### PROVIDED INFORMATION
# # # # # # #
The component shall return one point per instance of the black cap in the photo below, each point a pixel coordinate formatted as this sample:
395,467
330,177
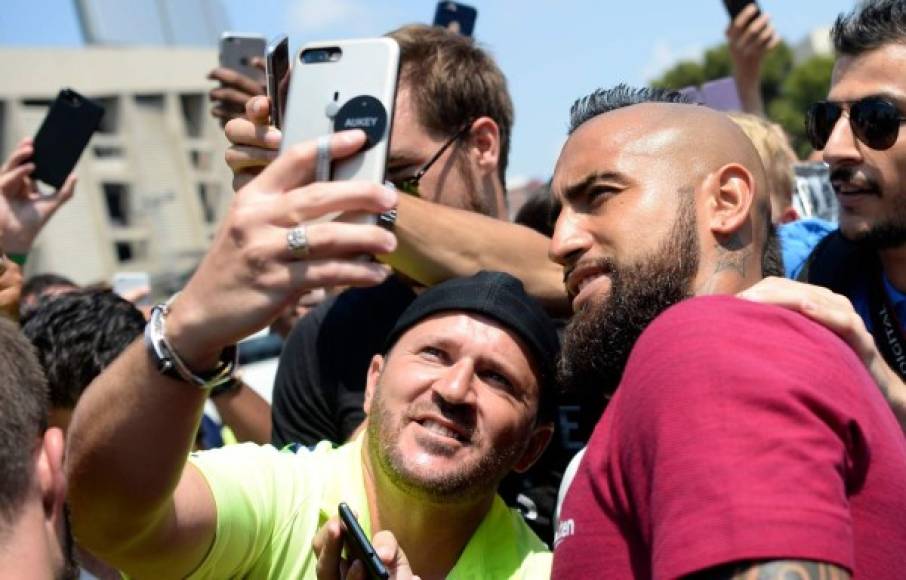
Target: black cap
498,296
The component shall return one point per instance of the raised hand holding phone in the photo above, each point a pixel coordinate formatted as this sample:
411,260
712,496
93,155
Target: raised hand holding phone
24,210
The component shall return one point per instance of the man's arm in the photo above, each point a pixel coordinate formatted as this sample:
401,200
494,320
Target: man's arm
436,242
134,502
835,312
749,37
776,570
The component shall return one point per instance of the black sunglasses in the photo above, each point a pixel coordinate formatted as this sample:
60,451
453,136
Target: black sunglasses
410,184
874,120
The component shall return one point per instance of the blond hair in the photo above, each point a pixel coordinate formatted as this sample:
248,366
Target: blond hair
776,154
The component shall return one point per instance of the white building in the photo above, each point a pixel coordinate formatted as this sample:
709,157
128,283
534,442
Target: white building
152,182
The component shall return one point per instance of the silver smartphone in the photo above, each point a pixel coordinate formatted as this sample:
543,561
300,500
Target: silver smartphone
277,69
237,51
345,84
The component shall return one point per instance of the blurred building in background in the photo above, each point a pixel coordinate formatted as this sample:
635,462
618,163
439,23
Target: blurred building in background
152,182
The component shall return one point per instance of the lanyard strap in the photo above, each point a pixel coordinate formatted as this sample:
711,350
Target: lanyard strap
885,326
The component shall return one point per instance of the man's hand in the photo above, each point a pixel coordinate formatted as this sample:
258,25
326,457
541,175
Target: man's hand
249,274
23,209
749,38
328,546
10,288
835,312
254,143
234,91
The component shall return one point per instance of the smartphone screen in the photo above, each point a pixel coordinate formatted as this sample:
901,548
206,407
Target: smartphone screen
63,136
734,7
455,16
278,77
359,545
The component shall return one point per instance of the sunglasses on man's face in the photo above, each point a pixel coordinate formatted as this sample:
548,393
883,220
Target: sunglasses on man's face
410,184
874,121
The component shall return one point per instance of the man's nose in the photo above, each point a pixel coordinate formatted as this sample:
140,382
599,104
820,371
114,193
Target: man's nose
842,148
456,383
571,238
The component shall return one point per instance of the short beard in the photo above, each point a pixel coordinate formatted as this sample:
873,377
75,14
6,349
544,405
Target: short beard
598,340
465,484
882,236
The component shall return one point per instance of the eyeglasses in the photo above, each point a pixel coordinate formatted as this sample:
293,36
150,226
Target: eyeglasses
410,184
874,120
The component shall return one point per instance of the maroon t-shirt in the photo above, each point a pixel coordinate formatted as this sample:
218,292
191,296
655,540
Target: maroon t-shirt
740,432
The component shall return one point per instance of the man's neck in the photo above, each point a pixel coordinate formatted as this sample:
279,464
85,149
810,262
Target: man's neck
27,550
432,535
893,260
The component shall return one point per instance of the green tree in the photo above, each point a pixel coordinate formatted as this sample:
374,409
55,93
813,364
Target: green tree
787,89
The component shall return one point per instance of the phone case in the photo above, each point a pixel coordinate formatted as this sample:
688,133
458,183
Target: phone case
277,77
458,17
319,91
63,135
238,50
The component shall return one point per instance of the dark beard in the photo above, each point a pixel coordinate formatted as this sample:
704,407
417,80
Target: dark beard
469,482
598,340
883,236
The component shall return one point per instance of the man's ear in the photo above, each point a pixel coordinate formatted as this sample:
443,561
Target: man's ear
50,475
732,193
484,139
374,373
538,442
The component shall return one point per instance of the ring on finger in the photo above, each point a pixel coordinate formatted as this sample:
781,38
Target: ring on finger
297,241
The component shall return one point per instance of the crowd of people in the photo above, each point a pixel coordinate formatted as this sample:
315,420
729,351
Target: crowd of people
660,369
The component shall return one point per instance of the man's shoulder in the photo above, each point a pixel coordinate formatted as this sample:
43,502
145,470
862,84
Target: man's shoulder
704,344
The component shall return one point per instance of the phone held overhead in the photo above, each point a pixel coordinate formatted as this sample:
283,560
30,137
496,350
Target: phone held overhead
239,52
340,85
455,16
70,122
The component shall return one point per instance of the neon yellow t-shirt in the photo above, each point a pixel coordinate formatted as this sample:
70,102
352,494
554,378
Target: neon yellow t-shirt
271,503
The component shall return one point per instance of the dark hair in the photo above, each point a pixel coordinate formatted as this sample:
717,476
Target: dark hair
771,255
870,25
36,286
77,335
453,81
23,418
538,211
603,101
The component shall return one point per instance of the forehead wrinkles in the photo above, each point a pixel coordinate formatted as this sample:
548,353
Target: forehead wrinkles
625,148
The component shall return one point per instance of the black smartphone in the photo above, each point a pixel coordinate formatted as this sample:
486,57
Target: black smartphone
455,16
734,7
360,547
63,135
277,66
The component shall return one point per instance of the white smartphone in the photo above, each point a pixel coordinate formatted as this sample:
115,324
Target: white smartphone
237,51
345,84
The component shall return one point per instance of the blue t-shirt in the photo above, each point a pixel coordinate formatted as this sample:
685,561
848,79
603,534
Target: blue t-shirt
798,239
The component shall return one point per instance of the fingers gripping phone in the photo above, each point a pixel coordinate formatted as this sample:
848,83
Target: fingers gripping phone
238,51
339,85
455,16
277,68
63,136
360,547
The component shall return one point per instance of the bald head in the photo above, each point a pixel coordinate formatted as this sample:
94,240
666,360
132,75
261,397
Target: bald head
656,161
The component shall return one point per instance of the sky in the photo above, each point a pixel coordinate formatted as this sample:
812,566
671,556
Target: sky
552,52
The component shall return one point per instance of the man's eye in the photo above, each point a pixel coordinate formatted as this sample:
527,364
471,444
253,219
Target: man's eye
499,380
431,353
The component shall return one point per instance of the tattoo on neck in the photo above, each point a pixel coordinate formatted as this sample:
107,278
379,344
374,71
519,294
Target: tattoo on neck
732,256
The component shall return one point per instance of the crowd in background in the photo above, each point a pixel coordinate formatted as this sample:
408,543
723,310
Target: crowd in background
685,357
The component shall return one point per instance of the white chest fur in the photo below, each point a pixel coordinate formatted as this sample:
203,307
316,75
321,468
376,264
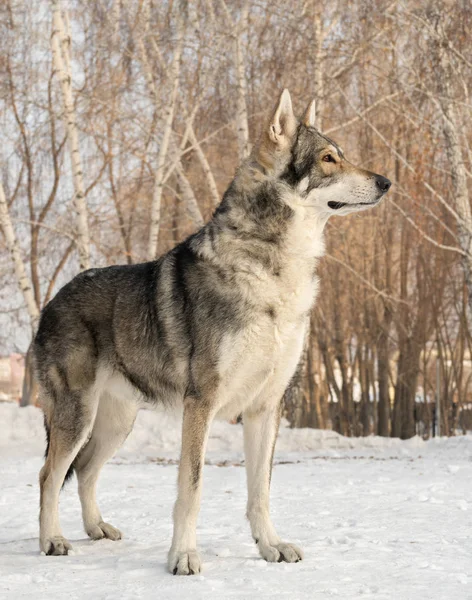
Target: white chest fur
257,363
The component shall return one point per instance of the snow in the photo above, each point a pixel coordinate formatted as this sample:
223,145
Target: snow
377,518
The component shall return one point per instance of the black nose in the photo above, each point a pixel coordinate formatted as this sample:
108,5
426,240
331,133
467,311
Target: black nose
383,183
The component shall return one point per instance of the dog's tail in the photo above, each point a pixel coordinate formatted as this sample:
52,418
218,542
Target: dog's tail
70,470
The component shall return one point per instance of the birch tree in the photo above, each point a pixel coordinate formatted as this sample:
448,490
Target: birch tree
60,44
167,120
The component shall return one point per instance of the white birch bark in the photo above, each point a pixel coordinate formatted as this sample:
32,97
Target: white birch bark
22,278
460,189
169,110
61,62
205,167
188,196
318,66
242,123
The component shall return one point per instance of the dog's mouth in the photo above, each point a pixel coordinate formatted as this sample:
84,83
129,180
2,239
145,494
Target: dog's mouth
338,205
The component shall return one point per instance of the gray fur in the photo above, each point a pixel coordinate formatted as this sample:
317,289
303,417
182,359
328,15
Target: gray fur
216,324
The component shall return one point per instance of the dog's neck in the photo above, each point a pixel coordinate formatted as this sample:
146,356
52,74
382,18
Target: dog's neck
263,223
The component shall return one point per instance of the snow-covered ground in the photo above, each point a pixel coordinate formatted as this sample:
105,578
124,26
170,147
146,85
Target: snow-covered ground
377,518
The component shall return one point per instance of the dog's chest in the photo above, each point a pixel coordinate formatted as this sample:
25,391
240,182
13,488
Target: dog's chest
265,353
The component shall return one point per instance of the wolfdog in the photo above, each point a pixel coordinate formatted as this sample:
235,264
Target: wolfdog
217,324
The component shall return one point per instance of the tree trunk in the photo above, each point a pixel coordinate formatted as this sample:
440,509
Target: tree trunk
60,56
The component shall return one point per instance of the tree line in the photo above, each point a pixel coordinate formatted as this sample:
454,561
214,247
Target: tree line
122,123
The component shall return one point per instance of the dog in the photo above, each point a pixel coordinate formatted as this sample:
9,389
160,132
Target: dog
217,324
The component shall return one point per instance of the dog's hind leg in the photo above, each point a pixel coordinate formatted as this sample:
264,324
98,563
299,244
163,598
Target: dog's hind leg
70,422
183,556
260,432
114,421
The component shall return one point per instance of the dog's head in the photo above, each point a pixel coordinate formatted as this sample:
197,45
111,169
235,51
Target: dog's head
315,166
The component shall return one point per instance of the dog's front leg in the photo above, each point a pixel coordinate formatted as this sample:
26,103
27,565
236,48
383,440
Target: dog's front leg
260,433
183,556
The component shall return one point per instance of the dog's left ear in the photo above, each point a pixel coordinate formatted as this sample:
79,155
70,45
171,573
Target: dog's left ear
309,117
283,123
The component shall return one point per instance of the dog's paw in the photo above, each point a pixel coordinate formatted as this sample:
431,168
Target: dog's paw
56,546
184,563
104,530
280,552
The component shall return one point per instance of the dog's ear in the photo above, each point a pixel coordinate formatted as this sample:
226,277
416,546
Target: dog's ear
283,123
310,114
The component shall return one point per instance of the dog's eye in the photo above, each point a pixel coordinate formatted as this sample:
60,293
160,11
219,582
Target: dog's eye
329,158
# # # # # # #
Where does the string "below" occur in the data above? Copy every line that holds it.

The component shall return one point per instance of the black cap in the photo below, each point a pixel coordinate formatted as this sample:
The component shall return one point per instance of the white chest fur in the photo below, each point a pixel coordinate formatted as this sample:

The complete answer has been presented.